> _Your goal_:
Copy the data below word for word, without changing a single character.

START Provided records

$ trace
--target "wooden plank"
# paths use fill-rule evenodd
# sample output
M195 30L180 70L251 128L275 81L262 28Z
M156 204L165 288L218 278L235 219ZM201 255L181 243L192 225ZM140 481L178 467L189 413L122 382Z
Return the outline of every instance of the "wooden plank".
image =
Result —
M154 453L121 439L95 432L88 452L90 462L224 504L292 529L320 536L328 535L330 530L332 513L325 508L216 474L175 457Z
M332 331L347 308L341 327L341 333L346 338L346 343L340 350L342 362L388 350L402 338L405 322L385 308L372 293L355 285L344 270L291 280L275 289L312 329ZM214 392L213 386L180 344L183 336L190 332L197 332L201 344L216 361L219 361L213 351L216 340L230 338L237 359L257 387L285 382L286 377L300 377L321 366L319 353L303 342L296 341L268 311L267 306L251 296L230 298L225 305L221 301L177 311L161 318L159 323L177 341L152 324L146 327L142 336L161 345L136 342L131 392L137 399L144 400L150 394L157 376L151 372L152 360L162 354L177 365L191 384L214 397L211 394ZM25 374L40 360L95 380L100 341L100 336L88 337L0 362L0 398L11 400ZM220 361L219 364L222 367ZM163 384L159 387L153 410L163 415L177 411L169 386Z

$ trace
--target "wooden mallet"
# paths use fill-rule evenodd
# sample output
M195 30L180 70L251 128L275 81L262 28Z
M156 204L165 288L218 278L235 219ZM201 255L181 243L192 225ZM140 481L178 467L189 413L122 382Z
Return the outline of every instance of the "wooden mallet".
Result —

END Provided records

> _Complete answer_:
$ trace
--target "wooden plank"
# paths use fill-rule evenodd
# sample output
M195 30L180 70L251 128L275 81L262 28Z
M156 204L165 288L218 278L235 219ZM201 255L181 243L192 225ZM140 481L178 467L189 413L122 382Z
Return the outline of every instance of the "wooden plank".
image =
Result —
M154 453L121 439L95 432L88 452L90 462L224 504L292 529L320 536L328 535L330 530L332 513L325 508L216 474L175 457Z
M332 331L347 308L341 327L341 333L346 338L346 343L340 350L342 362L388 350L402 338L405 322L385 308L372 293L355 285L344 270L291 280L275 289L312 329ZM214 392L213 386L180 344L183 336L190 332L197 332L201 344L216 361L219 361L213 351L216 340L230 338L237 359L257 387L285 382L286 377L300 377L321 366L319 353L303 342L296 341L268 311L267 306L251 296L230 298L225 305L221 301L177 311L161 318L159 323L177 341L152 324L146 327L142 336L161 345L136 342L131 392L137 399L144 400L150 394L157 376L151 372L152 360L162 354L177 365L191 384L214 397L211 394ZM25 374L40 360L95 380L100 341L100 336L88 337L0 362L0 398L11 400ZM220 361L219 364L222 367ZM163 384L159 387L153 410L163 415L177 411L169 386Z

$ trace
--target "wooden mallet"
# paths use fill-rule evenodd
# sample output
M195 30L180 70L251 128L275 81L262 28Z
M156 204L165 288L218 278L235 219ZM201 255L181 243L192 225ZM140 481L178 467L189 413L122 382Z
Return the outline of every instance of the "wooden mallet".
Result —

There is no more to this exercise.